Set tasks ::
• A. Write out the part of the forum thread on nested C++ templates starting with "Probably it isn't" and going on through "the algorithm later.".
• B. Write what comes next in the forum thread on nested C++ templates, picking up after its last sentence.

Source document ::
The type is a member of the class, not of the object. The object does not
give you any means to obtain the iterator type. You would want

typename T::EdgeType::degreeThreeType::iterator it;

but you did not typedef the template parameters, whence this information is
not available.

> How do i get the iterator of the container degreeThree which is part
> of Edges, which is part of Hypergraph?

Have typedefs that allow you to get at the template parameters, e.g.,


template<typename T>
class Edges{
int size;
int sizeOne;
int sizeTwo;
int sizeThree;
T degreeOne;
T degreeTwo;
T degreeThree;

public:

typedef T template_parameter;

};


> And is the definition above appropriate for my simple nested data
> stucture? Will it work?

Probably it isn't appropriate: it looks like using templates for no reason.
Maybe, you should start with a clear definition of the client interface and
worry about implementing the algorithm later.

Whether it will work, I don't know. With enough determination, anything can
be made to work.



Best

Kai-Uwe Bux

sschnug

12/8/2008 2:23:00 PM

0

Thanks for your reply. I added typedefs to every class which is part
of my hypergraph.
After instantiating my stuctures, i'm able to access the iterators
with the described way. Now i'm able to switch the data structures of
my classes between list, vector, set at one place in my code like i
wanted. Thanks for the help.
Now i have to play around and try to implement complete algorithms
with speciallizations and more.

Best Regards
Sascha

sschnug

12/8/2008 7:52:00 PM

0

One more question:

After the following definitions:

template<class T>
class VertexPointer{
public:
int size;
T container;
typedef T vertexPointerType;
};

template<class T>
class EdgePointer{
public:
int size;
T container;
typedef T edgePointerType;
};

template<class T>
class Vertex{
public:
int number;
T pointers;
typedef T vertexType;
};

template<class T>
class Edge{
public:
int size;
int vertices[3];
T pointers;
typedef T edgeType;
};

template<class T>
class Vertices{
public:
int size;
T container;
typedef T verticesType;
};

template<class T>
class Edges{
public:
int size;
int sizeOne;
int sizeTwo;
int sizeThree;
T degreeOne;
T degreeTwo;
T degreeThree;

typedef T edgesType;
};

i try to instantiate the Templates with my stl data structures as
parameters like this:

typedef EdgePointer<std::list<int> > graphEdgePointer;
typedef VertexPointer<std::list<int> > graphVertexPointer;
typedef Edge<std::list<graphEdgePointer> > graphEdge;
typedef Vertex<std::list<graphVertexPointer> > graphVertex;
typedef Edges<std::list<graphEdge> > graphEdges;
typedef Vertices<std::list<graphVertex> > graphVertices;

and merge all together in Hypergraph:

class Hypergraph{
public:
graphEdges edges;
graphVertices vertices;
};

This works (compiles and i get access to the class elements and
iterators).

My question:
- EdgePointer and VertexPointer are now lists of integers, but i want
them to be a list of Vertex' and list of Edge. But how do i
instantiate that. I think i will need some sort of forward declaring.

Information provided ::
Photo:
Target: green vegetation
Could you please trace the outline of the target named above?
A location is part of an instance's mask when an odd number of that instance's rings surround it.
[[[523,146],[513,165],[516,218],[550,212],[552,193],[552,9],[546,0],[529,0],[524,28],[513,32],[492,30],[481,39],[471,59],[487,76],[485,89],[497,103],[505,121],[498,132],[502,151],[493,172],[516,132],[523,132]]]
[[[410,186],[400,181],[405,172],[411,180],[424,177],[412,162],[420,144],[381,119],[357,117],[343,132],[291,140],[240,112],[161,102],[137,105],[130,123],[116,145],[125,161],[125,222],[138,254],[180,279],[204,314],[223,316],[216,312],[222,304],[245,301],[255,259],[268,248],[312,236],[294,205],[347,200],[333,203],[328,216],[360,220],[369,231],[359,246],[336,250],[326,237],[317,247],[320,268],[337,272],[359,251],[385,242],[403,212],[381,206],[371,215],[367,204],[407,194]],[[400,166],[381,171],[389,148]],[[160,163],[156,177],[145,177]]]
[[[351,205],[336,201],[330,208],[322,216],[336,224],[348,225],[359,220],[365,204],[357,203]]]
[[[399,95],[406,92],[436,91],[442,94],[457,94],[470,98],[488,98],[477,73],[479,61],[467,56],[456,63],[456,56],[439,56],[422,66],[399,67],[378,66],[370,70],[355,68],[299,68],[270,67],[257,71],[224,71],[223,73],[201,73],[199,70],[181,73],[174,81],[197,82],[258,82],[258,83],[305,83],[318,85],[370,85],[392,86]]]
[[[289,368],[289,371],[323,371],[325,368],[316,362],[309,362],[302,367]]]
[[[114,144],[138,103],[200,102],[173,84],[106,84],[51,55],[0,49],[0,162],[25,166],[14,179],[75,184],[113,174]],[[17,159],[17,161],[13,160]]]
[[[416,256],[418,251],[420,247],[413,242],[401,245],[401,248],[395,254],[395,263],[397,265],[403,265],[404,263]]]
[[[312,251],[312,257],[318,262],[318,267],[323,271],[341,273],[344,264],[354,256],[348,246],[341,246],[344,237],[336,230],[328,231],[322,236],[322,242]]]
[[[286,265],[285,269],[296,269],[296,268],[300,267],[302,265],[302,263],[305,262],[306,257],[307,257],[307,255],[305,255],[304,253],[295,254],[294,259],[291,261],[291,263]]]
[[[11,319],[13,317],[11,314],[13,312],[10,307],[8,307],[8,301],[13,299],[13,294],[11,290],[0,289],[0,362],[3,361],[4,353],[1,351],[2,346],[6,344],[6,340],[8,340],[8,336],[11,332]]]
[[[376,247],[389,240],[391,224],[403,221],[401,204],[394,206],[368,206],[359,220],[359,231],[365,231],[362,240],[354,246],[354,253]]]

* * *

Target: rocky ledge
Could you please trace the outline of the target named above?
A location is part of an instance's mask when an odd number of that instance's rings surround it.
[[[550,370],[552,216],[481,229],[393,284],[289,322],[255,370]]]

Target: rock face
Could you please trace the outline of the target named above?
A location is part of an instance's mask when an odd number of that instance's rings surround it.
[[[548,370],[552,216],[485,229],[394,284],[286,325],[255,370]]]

Task results ::
• A.
Probably it isn't appropriate: it looks like using templates for no reason.
Maybe, you should start with a clear definition of the client interface and
worry about implementing the algorithm later.

• B.
I tried the following but it didn't worked:

//forward declaring
template <class T>
class Vertex;

template <class T>
class Edge;

typedef EdgePointer<std::list<Vertex> > graphEdgePointer;
typedef VertexPointer<std::list<Edge> > graphVertexPointer;
[...]

compiler is arguing that he wants a type, but got Vertex. But Vertex
is my desired type. typename as hint didn't work either.

Any recommendations?

Thanks for help

Kai-Uwe Bux

12/8/2008 10:17:00 PM

0

sschnug wrote:

> One more question:
>
> After the following definitions:
>
> template<class T>
> class VertexPointer{
> public:
> int size;
> T container;
> typedef T vertexPointerType;
> };
>
> template<class T>
> class EdgePointer{
> public:
> int size;
> T container;
> typedef T edgePointerType;
> };
>
> template<class T>
> class Vertex{
> public:
> int number;
> T pointers;
> typedef T vertexType;
> };
>
> template<class T>
> class Edge{
> public:
> int size;
> int vertices[3];
> T pointers;
> typedef T edgeType;
> };
>
> template<class T>
> class Vertices{
> public:
> int size;
> T container;
> typedef T verticesType;
> };
>
> template<class T>
> class Edges{
> public:
> int size;
> int sizeOne;
> int sizeTwo;
> int sizeThree;
> T degreeOne;
> T degreeTwo;
> T degreeThree;
>
> typedef T edgesType;
> };
>
> i try to instantiate the Templates with my stl data structures as
> parameters like this:
>
> typedef EdgePointer<std::list<int> > graphEdgePointer;
> typedef VertexPointer<std::list<int> > graphVertexPointer;
> typedef Edge<std::list<graphEdgePointer> > graphEdge;
> typedef Vertex<std::list<graphVertexPointer> > graphVertex;
> typedef Edges<std::list<graphEdge> > graphEdges;
> typedef Vertices<std::list<graphVertex> > graphVertices;
>
> and merge all together in Hypergraph:
>
> class Hypergraph{
> public:
> graphEdges edges;
> graphVertices vertices;
> };
>
> This works (compiles and i get access to the class elements and
> iterators).
>
> My question:
> - EdgePointer and VertexPointer are now lists of integers, but i want
> them to be a list of Vertex' and list of Edge. But how do i
> instantiate that. I think i will need some sort of forward declaring.
> I tried the following but it didn't worked:
>
> //forward declaring
> template <class T>
> class Vertex;
>
> template <class T>
> class Edge;
>
> typedef EdgePointer<std::list<Vertex> > graphEdgePointer;
> typedef VertexPointer<std::list<Edge> > graphVertexPointer;
> [...]
>
> compiler is arguing that he wants a type, but got Vertex. But Vertex
> is my desired type. typename as hint didn't work either.
[snip]

That cannot work since Vertex is not a class, but a template. In particular,
Vertex is not a type. Vertex<some_type> is a type.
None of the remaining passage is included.